» STATED PROBLEM
Write out verbatim the stretch of the data below from the line containing "Return one point per instance of the blue" through the line containing "Target: gray hair", including both of those lines.

[Excerpts of pointing data]
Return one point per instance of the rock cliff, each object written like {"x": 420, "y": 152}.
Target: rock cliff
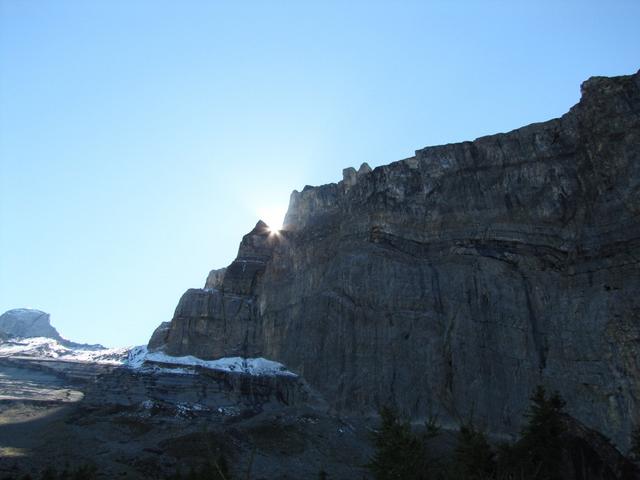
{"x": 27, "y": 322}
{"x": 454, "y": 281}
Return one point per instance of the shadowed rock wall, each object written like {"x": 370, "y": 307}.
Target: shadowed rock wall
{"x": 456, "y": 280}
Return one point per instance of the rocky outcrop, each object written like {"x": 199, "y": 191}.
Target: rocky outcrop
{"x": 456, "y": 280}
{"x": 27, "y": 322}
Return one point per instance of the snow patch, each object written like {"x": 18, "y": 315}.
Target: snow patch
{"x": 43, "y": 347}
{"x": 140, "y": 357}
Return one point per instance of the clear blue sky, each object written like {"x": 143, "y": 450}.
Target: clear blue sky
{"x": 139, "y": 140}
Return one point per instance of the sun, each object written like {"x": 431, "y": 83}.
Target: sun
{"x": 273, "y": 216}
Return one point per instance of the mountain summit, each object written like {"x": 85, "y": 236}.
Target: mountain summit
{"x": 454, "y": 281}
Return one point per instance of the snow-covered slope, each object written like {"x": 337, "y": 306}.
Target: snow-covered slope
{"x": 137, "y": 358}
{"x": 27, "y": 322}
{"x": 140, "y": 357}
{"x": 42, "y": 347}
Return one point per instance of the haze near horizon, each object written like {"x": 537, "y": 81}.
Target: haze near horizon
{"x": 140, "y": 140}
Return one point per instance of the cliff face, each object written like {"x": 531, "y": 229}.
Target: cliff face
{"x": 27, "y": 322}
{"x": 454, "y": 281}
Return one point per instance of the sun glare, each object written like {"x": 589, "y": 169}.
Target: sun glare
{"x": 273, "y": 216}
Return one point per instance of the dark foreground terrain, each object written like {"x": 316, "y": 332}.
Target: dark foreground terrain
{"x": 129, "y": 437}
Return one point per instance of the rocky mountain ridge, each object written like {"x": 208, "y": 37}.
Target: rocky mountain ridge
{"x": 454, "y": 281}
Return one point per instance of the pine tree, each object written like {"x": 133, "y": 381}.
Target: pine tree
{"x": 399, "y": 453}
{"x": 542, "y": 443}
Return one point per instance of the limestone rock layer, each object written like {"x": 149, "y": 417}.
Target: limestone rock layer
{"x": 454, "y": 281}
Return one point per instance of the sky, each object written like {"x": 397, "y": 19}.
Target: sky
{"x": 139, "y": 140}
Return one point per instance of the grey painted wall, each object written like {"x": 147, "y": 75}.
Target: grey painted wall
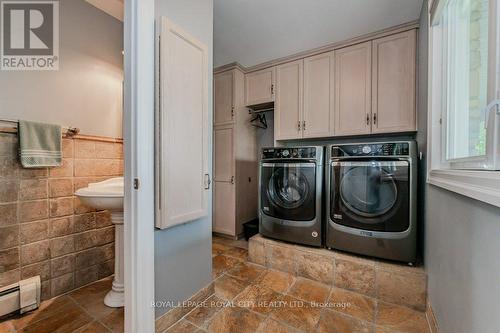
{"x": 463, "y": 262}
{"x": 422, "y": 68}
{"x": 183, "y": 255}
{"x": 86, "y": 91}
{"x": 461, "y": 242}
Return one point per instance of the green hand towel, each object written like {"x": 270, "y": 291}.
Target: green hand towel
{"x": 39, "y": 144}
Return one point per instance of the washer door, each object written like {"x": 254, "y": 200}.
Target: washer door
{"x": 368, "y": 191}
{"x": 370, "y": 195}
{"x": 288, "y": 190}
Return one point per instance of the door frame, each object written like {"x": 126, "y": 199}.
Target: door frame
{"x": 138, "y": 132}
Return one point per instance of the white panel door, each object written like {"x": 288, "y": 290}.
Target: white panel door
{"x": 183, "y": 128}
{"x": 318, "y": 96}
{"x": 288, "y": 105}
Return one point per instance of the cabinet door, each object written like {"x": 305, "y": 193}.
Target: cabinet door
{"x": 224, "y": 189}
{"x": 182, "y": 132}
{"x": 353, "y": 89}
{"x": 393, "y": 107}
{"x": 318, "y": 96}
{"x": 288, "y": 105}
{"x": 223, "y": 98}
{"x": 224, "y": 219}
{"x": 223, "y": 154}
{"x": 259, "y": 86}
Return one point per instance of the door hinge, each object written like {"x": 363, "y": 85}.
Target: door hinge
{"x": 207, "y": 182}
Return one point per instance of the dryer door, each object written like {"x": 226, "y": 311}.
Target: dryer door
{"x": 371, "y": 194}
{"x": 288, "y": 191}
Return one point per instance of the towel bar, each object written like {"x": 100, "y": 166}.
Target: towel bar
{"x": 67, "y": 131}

==

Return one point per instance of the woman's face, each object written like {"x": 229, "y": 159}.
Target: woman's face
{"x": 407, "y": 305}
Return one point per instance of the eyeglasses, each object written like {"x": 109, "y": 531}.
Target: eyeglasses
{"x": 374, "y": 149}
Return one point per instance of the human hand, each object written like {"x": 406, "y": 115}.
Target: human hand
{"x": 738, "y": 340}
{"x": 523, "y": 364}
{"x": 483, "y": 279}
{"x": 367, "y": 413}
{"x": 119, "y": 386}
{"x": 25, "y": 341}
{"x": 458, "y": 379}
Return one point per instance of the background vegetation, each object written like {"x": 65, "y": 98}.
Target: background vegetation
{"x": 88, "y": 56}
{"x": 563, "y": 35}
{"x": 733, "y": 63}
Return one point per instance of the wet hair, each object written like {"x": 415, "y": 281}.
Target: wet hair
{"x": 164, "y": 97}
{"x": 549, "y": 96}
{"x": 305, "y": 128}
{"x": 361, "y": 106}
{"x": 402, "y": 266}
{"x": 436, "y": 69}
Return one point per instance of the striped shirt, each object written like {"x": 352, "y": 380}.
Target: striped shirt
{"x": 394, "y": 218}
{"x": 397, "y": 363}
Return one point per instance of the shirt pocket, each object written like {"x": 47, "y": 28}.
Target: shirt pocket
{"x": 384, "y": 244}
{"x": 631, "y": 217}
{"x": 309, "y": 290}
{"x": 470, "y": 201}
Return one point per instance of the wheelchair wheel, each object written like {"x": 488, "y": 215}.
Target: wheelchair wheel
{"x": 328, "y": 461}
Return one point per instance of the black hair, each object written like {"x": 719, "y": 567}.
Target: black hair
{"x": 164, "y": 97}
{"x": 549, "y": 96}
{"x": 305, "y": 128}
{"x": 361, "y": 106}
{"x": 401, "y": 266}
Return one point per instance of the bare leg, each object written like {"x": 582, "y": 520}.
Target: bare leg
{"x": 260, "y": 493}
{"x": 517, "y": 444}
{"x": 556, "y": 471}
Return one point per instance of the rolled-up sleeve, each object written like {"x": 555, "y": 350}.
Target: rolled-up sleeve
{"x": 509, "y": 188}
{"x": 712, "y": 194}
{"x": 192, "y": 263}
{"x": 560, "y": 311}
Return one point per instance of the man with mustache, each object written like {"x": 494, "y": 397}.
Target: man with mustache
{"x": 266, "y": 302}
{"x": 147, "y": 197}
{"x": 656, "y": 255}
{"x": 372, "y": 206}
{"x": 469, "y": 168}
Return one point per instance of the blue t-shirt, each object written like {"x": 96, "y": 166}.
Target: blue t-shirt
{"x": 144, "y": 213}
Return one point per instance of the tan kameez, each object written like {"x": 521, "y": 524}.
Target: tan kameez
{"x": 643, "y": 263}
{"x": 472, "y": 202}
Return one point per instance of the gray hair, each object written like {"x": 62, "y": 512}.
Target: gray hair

» RESULT FOR THIS EXERCISE
Return one point per instance of the blue t-shirt, each object written like {"x": 96, "y": 166}.
Target: blue t-shirt
{"x": 144, "y": 213}
Return one point per instance of the tan kameez, each object written like {"x": 521, "y": 524}.
Target: tan kameez
{"x": 643, "y": 263}
{"x": 472, "y": 202}
Return one point per instance of the gray hair, each object written like {"x": 62, "y": 512}.
Target: gray hair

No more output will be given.